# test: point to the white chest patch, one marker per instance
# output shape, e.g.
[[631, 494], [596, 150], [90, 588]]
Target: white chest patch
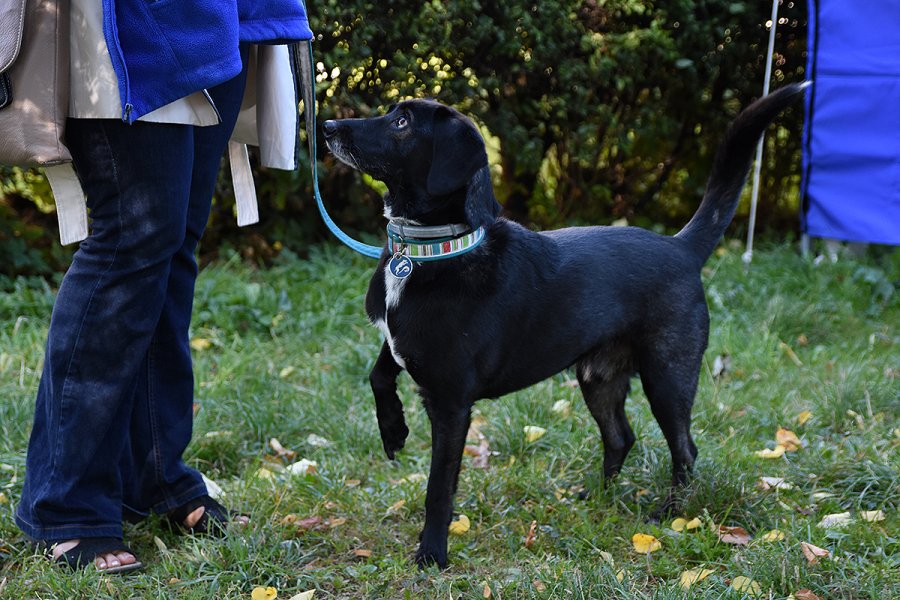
[[393, 290]]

● ● ●

◆ **REQUIRED WORK**
Write the lines from the one containing "# output shape, e.g." through the end of the data above exactly as they appear, and do not carry over any picture.

◆ **EXERCISE ANSWER**
# output shape, e.g.
[[631, 494], [596, 150], [90, 588]]
Target: white chest patch
[[393, 290]]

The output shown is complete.